**Text passage:**
+ + +

# WordNet

In [225]:
from nltk.corpus import wordnet as wn
from nltk.corpus import stopwords
from nltk.wsd import lesk
import nltk
import collections
from nltk.tokenize.treebank import TreebankWordDetokenizer
from nltk.tokenize import TreebankWordTokenizer
from nltk.wsd import lesk

In [2]:
dogSyns = wn.synsets('dog')

In [3]:
dogSyns

[Synset('dog.n.01'),
 Synset('frump.n.01'),
 Synset('dog.n.03'),
 Synset('cad.n.01'),
 Synset('frank.n.02'),
 Synset('pawl.n.01'),
 Synset('andiron.n.01'),
 Synset('chase.v.01')]

In [4]:
dog = dogSyns[0]

In [5]:
dog.definition()

'a member of the genus Canis (probably descended from the common wolf) that has been domesticated by man since prehistoric times; occurs in many breeds'

In [6]:
dog.hyponyms()

+ + +

**Problems to solve:**
• A. List every synset that the WordNet text shows as the output of wn.synsets('dog').
• B. Carry the WordNet text forward from the point where it stops.

**Material:**
+ + +

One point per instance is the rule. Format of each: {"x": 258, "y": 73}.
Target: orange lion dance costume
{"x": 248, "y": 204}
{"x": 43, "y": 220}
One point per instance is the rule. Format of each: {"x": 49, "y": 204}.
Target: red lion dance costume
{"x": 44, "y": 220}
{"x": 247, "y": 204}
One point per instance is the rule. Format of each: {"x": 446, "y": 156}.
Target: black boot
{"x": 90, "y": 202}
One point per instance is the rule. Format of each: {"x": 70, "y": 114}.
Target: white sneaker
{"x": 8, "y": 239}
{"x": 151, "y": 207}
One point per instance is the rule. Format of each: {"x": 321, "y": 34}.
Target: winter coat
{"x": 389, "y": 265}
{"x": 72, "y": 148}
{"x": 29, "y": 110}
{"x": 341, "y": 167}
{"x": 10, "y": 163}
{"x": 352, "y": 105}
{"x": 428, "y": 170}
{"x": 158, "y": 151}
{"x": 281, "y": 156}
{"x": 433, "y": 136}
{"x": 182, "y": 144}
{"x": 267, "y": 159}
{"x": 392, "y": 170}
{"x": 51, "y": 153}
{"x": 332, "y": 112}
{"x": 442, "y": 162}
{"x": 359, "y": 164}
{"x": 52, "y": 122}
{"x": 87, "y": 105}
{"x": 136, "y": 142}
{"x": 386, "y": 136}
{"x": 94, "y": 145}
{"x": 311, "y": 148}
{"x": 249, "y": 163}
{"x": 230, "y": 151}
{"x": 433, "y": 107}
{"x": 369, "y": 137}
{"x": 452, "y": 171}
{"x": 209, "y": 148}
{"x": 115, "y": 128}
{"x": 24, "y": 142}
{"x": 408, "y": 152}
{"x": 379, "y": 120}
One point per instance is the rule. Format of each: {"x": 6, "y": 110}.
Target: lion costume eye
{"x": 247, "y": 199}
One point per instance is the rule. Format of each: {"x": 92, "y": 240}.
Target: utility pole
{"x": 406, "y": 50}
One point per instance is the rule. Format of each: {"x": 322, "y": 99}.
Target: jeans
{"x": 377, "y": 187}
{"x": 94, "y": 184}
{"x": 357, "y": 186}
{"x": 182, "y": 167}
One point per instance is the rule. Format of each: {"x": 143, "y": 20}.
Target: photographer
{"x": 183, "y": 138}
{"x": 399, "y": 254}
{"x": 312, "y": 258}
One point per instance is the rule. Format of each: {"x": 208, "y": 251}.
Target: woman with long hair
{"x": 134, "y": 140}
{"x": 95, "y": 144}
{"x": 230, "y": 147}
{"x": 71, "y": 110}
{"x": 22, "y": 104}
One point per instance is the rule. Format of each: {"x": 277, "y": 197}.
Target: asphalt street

+ + +

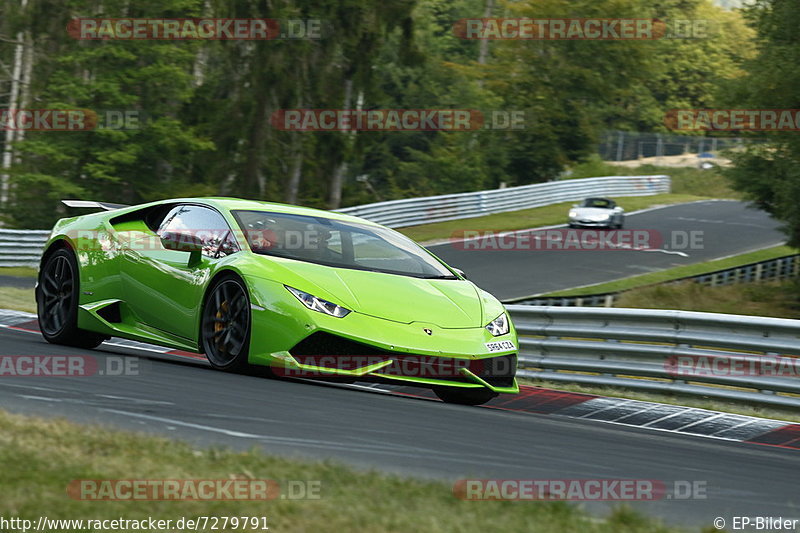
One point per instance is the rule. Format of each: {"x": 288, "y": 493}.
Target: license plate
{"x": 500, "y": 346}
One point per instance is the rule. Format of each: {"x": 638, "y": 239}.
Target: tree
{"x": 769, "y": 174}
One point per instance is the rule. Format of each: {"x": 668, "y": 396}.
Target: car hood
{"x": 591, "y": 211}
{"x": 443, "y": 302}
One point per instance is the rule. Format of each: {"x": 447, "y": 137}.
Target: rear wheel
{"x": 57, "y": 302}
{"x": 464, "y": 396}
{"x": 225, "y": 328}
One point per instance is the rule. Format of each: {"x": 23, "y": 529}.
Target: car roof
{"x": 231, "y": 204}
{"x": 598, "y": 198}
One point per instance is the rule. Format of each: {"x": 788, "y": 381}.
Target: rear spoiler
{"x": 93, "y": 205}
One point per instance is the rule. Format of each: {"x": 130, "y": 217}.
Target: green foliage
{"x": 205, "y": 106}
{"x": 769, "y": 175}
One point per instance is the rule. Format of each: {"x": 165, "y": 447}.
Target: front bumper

+ + +

**Per-task answers:**
• A. Synset('dog.n.01'), Synset('frump.n.01'), Synset('dog.n.03'), Synset('cad.n.01'), Synset('frank.n.02'), Synset('pawl.n.01'), Synset('andiron.n.01'), Synset('chase.v.01')

• B.
[Synset('basenji.n.01'),
 Synset('corgi.n.01'),
 Synset('cur.n.01'),
 Synset('dalmatian.n.02'),
 Synset('great_pyrenees.n.01'),
 Synset('griffon.n.02'),
 Synset('hunting_dog.n.01'),
 Synset('lapdog.n.01'),
 Synset('leonberg.n.01'),
 Synset('mexican_hairless.n.01'),
 Synset('newfoundland.n.01'),
 Synset('pooch.n.01'),
 Synset('poodle.n.01'),
 Synset('pug.n.01'),
 Synset('puppy.n.01'),
 Synset('spitz.n.01'),
 Synset('toy_dog.n.01'),
 Synset('working_dog.n.01')]

In [7]:
dog.hypernyms()

[Synset('canine.n.02'), Synset('domestic_animal.n.01')]

In [8]:
dog.hypernyms()[0].hypernyms()

[Synset('carnivore.n.01')]

In [9]:
dog.hypernyms()[0].hypernyms()[0].hypernyms()

[Synset('placental.n.01')]

In [10]:
mammal = dog.hypernyms()[0].hypernyms()[0].hypernyms()[0].hypernyms()[0]

In [11]:
mammal.max_depth(), mammal.min_depth()

(9, 9)

In [12]:
dog.max_depth(), dog.min_depth()

(13, 8)

In [13]:
mammal.hypernyms()

[Synset('vertebrate.n.01')]

In [14]:
def getHypernyms(word):
    print(word.max_depth())
    return word.hypernyms()
mammal.tree(getHypernyms)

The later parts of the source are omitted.